= THE REQUEST =
Both the line containing "Roadside-survey request: point out the shelf" and the last line of the listing are included: write out exactly the lines from one to the other.

= GIVEN INFORMATION =
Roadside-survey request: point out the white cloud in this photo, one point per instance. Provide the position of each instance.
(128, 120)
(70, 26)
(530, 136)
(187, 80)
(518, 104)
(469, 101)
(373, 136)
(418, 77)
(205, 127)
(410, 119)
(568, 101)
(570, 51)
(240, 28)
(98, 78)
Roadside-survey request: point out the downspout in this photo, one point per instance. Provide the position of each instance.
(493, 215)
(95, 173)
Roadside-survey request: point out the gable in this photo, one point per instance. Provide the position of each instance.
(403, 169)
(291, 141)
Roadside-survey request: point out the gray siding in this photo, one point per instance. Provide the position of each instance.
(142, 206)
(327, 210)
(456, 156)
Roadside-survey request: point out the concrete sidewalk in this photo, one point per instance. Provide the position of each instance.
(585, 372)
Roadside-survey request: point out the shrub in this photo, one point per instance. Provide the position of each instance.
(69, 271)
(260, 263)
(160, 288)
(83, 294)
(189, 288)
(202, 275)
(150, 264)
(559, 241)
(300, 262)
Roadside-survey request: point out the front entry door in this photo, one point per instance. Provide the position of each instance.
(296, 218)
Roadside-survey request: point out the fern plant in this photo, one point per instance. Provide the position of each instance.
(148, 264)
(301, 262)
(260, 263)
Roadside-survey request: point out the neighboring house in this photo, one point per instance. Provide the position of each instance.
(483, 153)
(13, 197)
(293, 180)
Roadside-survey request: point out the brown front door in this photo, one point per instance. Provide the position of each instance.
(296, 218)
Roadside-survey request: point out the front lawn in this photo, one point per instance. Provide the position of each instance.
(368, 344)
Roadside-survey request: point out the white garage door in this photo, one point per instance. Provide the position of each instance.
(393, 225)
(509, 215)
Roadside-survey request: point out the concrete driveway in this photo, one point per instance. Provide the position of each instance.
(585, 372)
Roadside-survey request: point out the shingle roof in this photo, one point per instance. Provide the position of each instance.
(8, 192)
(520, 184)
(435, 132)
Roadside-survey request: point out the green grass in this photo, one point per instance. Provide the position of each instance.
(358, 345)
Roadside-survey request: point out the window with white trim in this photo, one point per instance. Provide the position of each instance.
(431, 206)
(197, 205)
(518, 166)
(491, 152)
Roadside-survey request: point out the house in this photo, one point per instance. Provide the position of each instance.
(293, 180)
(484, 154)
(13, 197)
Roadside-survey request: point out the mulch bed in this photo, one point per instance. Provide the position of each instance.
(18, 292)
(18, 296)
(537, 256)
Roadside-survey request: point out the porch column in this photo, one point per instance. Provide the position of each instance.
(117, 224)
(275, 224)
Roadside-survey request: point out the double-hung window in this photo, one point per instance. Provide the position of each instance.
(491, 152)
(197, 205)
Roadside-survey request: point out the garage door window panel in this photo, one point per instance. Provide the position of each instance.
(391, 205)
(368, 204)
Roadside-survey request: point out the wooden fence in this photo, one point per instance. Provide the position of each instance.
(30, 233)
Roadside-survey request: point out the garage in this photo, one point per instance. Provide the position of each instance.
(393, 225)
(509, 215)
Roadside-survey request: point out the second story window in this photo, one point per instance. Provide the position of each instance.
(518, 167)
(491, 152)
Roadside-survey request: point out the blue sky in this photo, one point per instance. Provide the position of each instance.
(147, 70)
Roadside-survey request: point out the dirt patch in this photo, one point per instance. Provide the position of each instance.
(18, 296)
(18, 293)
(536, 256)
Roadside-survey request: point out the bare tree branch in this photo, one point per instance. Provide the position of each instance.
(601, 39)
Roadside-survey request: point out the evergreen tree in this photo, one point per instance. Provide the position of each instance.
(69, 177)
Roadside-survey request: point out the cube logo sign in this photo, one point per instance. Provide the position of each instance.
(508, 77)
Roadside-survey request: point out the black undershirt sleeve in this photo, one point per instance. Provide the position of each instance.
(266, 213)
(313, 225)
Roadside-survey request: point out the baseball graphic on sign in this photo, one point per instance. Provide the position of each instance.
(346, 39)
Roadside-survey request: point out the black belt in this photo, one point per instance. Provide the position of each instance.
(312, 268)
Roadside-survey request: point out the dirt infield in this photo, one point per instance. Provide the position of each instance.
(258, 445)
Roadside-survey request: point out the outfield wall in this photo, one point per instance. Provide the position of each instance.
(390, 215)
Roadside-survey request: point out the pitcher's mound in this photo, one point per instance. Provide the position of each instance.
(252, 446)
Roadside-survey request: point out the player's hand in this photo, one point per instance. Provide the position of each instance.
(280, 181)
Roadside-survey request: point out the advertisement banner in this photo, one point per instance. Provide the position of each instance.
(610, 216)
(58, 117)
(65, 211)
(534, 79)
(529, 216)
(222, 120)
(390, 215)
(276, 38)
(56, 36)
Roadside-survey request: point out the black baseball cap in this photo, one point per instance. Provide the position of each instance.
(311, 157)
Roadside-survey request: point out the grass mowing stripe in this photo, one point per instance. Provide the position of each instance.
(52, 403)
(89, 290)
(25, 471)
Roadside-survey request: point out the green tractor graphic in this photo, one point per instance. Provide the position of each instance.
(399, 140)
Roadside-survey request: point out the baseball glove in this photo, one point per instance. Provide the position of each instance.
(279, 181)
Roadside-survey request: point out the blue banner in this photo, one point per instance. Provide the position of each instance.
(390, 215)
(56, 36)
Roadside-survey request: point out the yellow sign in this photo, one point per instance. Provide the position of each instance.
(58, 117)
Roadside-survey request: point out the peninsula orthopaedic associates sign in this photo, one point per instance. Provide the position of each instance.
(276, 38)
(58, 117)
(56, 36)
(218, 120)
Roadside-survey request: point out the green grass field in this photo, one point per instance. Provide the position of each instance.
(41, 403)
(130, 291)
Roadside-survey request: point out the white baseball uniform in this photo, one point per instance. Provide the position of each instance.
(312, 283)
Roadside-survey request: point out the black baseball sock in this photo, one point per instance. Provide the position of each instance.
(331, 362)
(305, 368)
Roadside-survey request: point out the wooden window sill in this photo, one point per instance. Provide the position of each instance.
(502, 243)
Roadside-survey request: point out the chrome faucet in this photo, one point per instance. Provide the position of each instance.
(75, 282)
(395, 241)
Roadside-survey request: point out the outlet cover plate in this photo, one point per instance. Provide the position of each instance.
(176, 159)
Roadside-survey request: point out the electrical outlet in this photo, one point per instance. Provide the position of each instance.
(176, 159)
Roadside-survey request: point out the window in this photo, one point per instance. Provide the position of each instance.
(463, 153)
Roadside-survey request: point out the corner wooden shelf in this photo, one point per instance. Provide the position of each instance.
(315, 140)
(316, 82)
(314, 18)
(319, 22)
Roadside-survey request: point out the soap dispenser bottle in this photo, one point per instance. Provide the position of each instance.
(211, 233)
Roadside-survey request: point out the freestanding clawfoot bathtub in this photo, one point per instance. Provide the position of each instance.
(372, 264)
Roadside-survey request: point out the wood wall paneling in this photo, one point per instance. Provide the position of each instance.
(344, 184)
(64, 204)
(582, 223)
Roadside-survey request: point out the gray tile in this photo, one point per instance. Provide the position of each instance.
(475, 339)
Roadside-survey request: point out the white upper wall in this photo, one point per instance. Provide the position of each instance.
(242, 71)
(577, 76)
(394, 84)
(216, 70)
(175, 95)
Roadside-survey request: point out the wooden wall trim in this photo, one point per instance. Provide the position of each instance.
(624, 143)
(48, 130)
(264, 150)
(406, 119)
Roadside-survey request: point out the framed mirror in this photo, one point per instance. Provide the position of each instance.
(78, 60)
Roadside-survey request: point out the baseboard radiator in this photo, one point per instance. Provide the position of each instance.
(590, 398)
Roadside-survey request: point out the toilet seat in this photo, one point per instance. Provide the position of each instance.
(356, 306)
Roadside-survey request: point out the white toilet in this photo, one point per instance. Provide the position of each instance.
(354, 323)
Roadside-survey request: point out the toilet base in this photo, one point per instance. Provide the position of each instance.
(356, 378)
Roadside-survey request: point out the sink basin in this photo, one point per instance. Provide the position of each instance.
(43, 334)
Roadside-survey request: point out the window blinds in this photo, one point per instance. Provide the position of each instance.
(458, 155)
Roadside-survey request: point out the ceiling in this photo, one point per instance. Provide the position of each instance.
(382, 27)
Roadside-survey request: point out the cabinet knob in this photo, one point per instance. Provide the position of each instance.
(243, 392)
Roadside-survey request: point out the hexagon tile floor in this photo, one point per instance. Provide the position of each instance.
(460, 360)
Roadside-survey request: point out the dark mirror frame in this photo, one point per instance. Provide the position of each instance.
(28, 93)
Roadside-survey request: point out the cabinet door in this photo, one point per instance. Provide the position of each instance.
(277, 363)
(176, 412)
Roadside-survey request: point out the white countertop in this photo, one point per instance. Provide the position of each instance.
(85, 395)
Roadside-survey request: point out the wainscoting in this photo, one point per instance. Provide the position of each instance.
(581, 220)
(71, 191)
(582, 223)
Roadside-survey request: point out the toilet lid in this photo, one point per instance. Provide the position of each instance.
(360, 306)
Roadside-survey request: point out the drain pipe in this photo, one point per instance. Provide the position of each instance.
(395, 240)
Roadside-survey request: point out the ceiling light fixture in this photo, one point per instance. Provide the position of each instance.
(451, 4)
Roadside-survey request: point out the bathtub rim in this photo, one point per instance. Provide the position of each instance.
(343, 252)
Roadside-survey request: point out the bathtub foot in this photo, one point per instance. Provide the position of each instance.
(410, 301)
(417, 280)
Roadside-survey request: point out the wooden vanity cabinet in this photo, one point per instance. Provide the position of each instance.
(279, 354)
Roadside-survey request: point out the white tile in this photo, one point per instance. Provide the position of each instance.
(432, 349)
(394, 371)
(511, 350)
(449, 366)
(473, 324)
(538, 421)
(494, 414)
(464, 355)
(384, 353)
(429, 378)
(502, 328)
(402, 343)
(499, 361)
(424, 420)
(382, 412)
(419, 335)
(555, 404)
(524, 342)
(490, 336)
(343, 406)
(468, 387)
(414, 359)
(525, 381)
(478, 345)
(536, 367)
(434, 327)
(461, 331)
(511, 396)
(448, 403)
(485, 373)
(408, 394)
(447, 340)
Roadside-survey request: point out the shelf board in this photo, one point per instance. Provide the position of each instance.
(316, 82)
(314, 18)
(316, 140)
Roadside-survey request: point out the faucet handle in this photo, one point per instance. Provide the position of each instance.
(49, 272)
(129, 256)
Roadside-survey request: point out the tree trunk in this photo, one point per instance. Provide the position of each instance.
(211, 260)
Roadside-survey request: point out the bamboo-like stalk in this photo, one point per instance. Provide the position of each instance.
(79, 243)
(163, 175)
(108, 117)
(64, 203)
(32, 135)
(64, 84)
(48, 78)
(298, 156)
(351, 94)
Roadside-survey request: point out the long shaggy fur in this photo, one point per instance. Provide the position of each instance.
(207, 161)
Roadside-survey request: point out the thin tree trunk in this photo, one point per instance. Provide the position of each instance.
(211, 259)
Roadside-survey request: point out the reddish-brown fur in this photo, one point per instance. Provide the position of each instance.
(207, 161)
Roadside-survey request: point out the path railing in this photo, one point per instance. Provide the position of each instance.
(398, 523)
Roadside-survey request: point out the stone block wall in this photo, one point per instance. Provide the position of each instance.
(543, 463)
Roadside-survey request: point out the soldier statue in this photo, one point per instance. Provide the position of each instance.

= COMPLETE ANSWER =
Roadside-survey request: point out the shelf board in this photo, one point per instance. Provide the position of each instance.
(316, 82)
(314, 18)
(316, 140)
Roadside-survey request: point out the faucet handle in this photo, one point per instance. Provide the position of each instance.
(49, 272)
(129, 256)
Roadside-survey request: point out the tree trunk in this photo, one point per instance. Provide the position of each instance.
(211, 260)
Roadside-survey request: point out the bamboo-like stalk in this photo, one point per instance. Provide the position of each instance.
(79, 243)
(163, 175)
(108, 117)
(64, 203)
(32, 135)
(64, 84)
(48, 78)
(298, 156)
(351, 94)
Roadside-survey request: point out the long shaggy fur in this photo, one point per instance. Provide the position of each instance.
(207, 161)
Roadside-survey request: point out the thin tree trunk in this photo, one point per instance. Provide the position of each instance.
(211, 259)
Roadside-survey request: point out the reddish-brown fur in this photo, one point per instance. Provide the position of each instance.
(207, 161)
Roadside-survey request: point out the path railing in this photo, one point per instance. Provide the position of each instance.
(398, 523)
Roadside-survey request: point out the stone block wall in this photo, one point per instance. Provide the position of each instance.
(543, 463)
Roadside-survey request: point out the soldier statue in this photo, one point per instance. Provide the position of each instance.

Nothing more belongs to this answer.